Dataset entries

---

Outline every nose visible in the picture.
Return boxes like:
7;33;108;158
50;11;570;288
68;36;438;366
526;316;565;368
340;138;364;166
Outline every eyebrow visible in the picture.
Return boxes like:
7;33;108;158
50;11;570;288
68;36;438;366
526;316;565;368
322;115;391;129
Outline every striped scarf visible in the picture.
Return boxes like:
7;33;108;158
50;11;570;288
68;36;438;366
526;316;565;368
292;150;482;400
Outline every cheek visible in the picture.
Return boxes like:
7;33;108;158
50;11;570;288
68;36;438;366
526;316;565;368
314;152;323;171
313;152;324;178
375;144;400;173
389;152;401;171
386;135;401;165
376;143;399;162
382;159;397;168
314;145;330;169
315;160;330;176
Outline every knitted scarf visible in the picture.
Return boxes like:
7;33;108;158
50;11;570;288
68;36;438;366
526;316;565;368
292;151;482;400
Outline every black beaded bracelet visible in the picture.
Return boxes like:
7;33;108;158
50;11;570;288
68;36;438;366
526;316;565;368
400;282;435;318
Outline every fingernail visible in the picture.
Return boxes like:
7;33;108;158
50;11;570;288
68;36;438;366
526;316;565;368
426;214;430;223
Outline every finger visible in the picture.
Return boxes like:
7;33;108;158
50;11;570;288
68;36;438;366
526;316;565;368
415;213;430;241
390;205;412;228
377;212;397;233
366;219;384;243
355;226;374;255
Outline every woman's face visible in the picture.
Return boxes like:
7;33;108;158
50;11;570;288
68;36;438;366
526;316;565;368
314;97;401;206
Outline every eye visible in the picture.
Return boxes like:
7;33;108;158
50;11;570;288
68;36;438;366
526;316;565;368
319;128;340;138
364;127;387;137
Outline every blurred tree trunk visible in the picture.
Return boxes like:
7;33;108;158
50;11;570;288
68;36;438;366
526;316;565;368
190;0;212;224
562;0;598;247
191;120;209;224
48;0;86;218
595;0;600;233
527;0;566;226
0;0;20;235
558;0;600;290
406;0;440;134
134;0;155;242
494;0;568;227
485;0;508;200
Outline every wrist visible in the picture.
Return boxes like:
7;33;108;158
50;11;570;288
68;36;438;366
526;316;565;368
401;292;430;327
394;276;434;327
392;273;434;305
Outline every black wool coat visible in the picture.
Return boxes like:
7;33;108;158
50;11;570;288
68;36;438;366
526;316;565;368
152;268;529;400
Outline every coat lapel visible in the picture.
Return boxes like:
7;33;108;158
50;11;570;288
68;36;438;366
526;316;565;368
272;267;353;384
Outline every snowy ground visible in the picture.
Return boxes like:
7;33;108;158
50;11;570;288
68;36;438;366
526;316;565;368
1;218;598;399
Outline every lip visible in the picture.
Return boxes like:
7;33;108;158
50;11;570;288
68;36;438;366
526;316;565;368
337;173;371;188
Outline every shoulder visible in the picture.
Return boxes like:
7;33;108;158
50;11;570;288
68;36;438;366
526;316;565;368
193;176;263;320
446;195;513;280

---

Make a list of all lines in the data that contain "scarf".

Outline every striped scarf visible in the picture.
Outline every knitted scarf visible in the picture.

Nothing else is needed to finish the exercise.